• Task objective: Repeat exactly, and only, the lines of the entries below from the one with "point(5, 272)" through the one with "point(92, 126)", both ends included.

• Data provided:
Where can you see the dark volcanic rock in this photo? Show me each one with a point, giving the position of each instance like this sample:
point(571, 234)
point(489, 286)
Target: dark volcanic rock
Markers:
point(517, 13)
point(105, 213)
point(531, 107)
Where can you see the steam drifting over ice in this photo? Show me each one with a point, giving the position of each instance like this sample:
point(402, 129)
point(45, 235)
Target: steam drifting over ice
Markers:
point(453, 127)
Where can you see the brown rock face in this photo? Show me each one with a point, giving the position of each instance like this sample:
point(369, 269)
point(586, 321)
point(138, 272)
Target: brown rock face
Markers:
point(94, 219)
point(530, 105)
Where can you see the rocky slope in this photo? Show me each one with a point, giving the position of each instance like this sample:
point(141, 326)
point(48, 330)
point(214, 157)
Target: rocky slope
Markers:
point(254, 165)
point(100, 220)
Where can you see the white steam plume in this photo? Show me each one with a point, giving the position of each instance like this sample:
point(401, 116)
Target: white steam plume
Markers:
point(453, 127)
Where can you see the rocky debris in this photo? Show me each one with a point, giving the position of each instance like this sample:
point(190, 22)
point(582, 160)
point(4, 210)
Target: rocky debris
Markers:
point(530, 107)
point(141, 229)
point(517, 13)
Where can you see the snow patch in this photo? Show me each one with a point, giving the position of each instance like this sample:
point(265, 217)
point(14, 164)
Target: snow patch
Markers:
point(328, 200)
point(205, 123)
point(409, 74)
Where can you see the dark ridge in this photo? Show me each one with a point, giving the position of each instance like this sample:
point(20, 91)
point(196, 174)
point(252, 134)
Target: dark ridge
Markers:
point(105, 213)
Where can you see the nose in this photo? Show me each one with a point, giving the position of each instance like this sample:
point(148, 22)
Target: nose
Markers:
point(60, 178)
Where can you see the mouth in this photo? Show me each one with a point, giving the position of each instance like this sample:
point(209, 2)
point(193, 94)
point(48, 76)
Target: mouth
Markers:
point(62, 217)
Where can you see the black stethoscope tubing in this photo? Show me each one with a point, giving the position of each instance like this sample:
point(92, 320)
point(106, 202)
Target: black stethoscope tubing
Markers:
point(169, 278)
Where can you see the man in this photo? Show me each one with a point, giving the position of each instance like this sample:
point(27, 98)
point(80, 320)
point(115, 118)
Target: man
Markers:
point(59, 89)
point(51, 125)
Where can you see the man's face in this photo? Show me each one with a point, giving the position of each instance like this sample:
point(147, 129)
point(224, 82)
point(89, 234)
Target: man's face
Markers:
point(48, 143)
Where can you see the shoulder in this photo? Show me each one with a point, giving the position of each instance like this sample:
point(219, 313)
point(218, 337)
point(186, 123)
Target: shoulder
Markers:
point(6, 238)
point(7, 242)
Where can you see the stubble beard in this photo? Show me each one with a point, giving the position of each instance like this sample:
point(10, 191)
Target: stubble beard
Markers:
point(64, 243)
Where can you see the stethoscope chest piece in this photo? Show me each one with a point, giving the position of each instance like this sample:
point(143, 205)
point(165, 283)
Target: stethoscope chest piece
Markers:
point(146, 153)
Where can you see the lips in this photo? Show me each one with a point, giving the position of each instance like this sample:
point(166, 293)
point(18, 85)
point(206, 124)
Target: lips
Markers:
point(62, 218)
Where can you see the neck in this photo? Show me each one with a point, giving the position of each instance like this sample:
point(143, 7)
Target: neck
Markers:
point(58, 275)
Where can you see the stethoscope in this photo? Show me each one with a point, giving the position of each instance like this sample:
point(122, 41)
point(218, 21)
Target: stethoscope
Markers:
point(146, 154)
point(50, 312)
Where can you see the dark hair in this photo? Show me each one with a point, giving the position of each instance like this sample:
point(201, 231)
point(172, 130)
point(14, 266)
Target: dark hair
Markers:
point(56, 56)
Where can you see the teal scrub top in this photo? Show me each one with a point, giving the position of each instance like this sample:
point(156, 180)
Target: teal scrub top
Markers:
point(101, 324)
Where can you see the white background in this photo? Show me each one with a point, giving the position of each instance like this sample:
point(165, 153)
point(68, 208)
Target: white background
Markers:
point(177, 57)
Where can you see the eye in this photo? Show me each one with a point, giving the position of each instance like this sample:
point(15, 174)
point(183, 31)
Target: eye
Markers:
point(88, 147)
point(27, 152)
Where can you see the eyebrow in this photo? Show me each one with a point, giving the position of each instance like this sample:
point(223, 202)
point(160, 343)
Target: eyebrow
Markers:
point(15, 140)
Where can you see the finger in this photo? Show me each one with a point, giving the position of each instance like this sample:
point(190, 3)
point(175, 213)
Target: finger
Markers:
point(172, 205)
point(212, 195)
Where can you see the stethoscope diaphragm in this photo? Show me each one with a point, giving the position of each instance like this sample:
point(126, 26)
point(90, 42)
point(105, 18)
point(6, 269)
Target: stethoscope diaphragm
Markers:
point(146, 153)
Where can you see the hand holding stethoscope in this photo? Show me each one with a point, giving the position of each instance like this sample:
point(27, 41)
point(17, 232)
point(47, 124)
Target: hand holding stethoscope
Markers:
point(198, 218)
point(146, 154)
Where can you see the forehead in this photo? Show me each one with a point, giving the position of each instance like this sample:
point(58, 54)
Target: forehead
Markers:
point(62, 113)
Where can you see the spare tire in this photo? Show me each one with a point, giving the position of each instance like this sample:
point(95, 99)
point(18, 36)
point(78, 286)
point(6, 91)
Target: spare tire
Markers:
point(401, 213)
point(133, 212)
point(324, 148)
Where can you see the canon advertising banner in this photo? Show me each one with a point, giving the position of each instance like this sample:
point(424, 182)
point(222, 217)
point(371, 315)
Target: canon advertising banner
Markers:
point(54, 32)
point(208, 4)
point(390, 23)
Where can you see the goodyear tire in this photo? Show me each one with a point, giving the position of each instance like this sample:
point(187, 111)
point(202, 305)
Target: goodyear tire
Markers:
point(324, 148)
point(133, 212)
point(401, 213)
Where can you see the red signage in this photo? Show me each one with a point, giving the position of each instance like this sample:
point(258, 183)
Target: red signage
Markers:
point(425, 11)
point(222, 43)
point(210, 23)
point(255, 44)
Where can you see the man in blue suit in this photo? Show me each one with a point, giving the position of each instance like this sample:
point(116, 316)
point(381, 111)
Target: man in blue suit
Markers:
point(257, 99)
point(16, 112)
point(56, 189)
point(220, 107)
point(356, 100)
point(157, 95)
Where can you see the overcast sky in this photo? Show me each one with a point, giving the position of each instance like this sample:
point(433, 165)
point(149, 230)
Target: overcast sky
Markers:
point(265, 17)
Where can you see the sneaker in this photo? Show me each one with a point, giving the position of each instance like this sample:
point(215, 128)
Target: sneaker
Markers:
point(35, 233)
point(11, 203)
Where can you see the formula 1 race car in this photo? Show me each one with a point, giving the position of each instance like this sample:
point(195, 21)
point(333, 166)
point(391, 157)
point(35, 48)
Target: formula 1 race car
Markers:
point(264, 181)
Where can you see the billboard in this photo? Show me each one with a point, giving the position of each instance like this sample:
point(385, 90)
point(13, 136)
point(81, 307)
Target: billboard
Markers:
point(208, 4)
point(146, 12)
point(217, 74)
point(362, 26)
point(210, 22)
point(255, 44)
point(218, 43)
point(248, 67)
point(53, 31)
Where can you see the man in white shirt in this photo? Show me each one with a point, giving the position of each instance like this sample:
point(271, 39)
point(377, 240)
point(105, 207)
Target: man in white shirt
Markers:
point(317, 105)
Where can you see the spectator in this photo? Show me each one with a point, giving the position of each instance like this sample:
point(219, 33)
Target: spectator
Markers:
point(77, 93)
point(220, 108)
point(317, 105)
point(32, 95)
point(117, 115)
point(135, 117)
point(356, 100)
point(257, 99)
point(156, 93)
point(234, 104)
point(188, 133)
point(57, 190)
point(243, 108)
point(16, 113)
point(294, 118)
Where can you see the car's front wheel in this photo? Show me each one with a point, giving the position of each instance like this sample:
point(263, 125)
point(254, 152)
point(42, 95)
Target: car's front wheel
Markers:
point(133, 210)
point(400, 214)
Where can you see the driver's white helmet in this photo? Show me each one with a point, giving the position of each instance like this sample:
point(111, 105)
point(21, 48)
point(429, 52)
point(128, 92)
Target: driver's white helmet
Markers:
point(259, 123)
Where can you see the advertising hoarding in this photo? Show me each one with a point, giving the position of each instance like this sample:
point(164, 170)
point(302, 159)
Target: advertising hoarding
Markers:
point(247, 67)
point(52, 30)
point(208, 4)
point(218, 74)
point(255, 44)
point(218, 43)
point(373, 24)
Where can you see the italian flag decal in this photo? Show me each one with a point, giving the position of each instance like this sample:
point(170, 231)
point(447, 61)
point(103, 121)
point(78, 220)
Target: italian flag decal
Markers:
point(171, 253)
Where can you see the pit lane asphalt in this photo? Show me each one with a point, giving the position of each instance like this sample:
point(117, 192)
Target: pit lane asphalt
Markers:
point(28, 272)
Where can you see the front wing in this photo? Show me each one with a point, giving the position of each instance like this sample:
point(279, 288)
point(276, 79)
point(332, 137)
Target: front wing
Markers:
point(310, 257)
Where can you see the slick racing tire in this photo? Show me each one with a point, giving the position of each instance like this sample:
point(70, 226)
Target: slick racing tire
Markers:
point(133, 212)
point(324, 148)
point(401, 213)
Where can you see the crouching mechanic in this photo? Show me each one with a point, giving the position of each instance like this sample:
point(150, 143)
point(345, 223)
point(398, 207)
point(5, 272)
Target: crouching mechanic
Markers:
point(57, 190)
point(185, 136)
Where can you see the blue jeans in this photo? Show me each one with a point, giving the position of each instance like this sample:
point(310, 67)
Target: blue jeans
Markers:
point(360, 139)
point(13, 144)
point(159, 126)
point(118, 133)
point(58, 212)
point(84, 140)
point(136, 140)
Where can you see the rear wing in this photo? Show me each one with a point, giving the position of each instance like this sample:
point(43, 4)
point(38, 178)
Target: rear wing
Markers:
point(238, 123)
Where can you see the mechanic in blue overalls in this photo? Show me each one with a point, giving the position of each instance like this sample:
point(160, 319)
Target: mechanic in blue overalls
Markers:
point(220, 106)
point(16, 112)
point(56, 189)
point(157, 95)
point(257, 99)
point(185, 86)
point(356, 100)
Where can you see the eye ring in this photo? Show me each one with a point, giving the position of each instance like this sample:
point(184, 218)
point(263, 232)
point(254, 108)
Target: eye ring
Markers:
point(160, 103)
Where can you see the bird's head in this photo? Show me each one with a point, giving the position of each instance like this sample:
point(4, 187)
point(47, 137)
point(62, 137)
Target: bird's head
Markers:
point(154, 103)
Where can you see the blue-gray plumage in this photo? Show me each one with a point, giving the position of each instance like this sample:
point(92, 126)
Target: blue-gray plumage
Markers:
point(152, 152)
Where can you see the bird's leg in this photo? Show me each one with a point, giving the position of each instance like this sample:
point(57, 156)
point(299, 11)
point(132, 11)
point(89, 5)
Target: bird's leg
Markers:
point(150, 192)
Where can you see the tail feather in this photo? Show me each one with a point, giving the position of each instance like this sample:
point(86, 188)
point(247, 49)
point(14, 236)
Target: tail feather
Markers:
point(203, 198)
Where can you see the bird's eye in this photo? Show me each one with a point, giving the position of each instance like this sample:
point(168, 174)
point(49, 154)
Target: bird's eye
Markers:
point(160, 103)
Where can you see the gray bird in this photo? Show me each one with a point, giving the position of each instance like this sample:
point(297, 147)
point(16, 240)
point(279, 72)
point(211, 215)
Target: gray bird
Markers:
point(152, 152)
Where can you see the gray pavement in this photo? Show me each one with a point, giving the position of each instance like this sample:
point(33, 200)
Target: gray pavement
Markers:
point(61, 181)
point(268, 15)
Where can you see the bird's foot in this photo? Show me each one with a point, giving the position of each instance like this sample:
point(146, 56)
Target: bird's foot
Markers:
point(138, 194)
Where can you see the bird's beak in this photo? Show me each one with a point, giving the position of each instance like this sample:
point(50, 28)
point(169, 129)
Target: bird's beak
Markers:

• Response box:
point(5, 272)
Target: crouching mechanic
Markers:
point(57, 190)
point(185, 136)
Where can you see the blue jeans in this photo? Show me each one with a point, giving the position of each instance like this sample:
point(310, 67)
Target: blue jeans
Markers:
point(360, 139)
point(13, 144)
point(159, 126)
point(118, 133)
point(58, 212)
point(84, 140)
point(136, 140)
Where can you see the rear wing in this photo? Show me each one with a point, giving the position of each instance like this sample:
point(43, 4)
point(38, 178)
Target: rear wing
Markers:
point(238, 123)
Where can you see the mechanic in blue overalls in this photo? Show me each one with a point, giving the position of each instance like this sample:
point(160, 319)
Target: mechanic in blue overalls
Markers:
point(220, 106)
point(16, 112)
point(56, 189)
point(157, 95)
point(257, 99)
point(185, 86)
point(356, 100)
Where can you see the eye ring in this photo? Show me each one with a point, giving the position of each instance like this sample:
point(184, 218)
point(263, 232)
point(254, 108)
Target: eye ring
Markers:
point(160, 103)
Where can you see the bird's head in this photo? Show me each one with a point, giving the position of each instance like this sample:
point(4, 187)
point(47, 137)
point(62, 137)
Target: bird's head
Markers:
point(154, 103)
Where can you see the blue-gray plumage in this photo? Show me each one with a point, giving the position of each instance like this sample:
point(92, 126)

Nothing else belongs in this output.